■ **What is needed**
Exactly as they appear, copy the lines of the listing from the one containing "Study the image above and locate large" through the final line, both included, and nothing else.

■ **Record set**
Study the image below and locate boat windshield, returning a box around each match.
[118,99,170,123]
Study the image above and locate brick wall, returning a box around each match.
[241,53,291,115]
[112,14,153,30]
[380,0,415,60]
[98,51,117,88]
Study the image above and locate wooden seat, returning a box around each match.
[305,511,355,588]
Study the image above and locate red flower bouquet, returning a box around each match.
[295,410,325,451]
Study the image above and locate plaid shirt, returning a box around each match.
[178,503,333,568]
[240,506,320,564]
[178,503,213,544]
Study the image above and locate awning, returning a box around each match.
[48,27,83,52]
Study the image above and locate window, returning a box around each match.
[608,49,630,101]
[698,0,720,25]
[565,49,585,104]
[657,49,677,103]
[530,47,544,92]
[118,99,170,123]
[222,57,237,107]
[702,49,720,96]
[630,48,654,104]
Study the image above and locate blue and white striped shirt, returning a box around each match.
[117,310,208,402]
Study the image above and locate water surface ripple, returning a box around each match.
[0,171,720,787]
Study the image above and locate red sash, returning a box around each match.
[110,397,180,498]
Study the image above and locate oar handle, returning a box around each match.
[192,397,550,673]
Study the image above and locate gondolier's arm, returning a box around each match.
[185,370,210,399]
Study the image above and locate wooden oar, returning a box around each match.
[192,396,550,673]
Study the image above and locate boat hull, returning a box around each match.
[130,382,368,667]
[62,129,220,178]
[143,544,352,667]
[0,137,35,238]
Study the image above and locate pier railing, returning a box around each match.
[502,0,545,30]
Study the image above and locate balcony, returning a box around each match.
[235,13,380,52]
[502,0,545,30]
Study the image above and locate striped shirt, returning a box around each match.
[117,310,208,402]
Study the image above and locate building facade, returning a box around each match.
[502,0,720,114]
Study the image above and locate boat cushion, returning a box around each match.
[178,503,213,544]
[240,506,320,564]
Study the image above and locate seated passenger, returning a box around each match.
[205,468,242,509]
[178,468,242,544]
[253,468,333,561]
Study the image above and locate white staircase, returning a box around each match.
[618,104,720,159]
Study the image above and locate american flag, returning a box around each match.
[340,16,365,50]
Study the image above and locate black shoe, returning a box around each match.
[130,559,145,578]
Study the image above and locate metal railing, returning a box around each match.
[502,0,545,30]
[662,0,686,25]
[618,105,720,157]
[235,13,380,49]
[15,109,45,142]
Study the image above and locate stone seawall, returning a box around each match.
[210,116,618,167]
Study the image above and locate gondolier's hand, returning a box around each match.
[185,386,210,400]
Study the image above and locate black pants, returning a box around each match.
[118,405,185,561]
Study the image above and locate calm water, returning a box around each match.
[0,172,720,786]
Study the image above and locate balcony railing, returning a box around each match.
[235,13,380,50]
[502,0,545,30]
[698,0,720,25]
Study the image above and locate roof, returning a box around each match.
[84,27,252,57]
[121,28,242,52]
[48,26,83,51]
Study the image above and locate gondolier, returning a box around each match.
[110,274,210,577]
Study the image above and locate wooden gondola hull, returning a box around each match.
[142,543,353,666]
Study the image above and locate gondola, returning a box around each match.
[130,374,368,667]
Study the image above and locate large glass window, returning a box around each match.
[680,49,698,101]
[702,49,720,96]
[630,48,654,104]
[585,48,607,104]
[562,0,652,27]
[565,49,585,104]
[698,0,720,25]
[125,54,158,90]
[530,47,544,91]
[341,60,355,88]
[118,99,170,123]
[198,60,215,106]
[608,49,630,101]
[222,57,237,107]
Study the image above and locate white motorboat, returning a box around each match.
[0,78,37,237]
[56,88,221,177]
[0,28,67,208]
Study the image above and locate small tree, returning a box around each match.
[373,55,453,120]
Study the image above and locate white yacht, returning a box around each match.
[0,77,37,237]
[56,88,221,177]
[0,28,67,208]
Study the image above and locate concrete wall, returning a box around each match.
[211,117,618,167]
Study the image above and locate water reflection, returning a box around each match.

■ **Solution to this task**
Study the image above and locate large glass window, returning a box around each match.
[680,49,698,101]
[702,49,720,96]
[630,48,654,104]
[585,48,607,104]
[562,0,652,27]
[565,49,585,104]
[698,0,720,25]
[125,54,158,90]
[530,47,544,91]
[341,60,355,88]
[118,99,170,123]
[198,60,215,106]
[608,49,630,101]
[222,57,237,107]
Study the image above and locate white motorboat, returning a box around each match.
[0,78,37,237]
[56,88,221,177]
[0,28,67,208]
Study the image above and locate small tree, returning a box around each match.
[373,55,453,120]
Study the image above and locate white yacht, returning a box around each match.
[0,77,37,237]
[56,88,221,177]
[0,28,67,208]
Study the image above and locate concrete wall, returning a box around each match.
[211,117,618,167]
Study the image above and locate water reflection, returning a box around each match.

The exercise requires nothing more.